◆ **Material provided**:

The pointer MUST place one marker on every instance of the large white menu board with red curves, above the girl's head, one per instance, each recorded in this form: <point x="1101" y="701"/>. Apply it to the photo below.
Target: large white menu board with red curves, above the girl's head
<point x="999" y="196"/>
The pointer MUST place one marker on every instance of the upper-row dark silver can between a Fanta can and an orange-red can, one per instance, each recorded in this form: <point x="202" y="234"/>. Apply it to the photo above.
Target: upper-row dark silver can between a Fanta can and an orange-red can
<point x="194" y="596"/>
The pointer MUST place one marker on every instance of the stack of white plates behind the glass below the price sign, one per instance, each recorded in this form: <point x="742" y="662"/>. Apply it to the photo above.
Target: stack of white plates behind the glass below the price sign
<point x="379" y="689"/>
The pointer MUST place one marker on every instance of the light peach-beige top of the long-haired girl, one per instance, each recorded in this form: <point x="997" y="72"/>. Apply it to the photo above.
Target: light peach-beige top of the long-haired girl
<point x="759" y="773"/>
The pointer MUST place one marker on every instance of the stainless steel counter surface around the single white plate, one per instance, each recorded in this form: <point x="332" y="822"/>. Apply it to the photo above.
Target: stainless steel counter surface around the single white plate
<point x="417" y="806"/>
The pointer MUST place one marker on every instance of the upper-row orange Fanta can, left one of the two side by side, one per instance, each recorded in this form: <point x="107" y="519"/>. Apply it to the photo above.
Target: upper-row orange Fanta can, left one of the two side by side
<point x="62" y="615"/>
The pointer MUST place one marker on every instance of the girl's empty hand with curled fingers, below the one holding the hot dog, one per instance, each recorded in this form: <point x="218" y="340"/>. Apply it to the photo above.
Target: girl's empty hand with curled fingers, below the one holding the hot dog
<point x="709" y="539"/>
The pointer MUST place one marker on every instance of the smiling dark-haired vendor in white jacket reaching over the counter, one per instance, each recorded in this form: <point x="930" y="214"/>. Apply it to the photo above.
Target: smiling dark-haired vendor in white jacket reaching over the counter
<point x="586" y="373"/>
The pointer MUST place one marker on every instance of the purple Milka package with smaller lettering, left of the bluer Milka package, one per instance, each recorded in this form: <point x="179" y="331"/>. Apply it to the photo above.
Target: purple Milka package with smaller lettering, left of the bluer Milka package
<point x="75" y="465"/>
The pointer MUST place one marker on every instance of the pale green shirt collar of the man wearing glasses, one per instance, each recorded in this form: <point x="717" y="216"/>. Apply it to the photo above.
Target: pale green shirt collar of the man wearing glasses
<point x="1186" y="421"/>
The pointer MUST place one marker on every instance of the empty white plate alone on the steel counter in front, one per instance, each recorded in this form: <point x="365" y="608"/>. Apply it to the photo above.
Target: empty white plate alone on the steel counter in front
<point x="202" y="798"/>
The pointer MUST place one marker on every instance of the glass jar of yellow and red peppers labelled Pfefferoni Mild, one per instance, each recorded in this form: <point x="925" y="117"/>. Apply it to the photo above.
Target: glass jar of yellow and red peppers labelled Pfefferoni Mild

◆ **Your assignment**:
From the listing above, pick out each line where the word "yellow" appears.

◆ **Result for this task**:
The pointer MUST place one marker on every instance of the glass jar of yellow and red peppers labelled Pfefferoni Mild, one per instance, each recorded in this form: <point x="925" y="117"/>. Apply it to the photo above.
Target: glass jar of yellow and red peppers labelled Pfefferoni Mild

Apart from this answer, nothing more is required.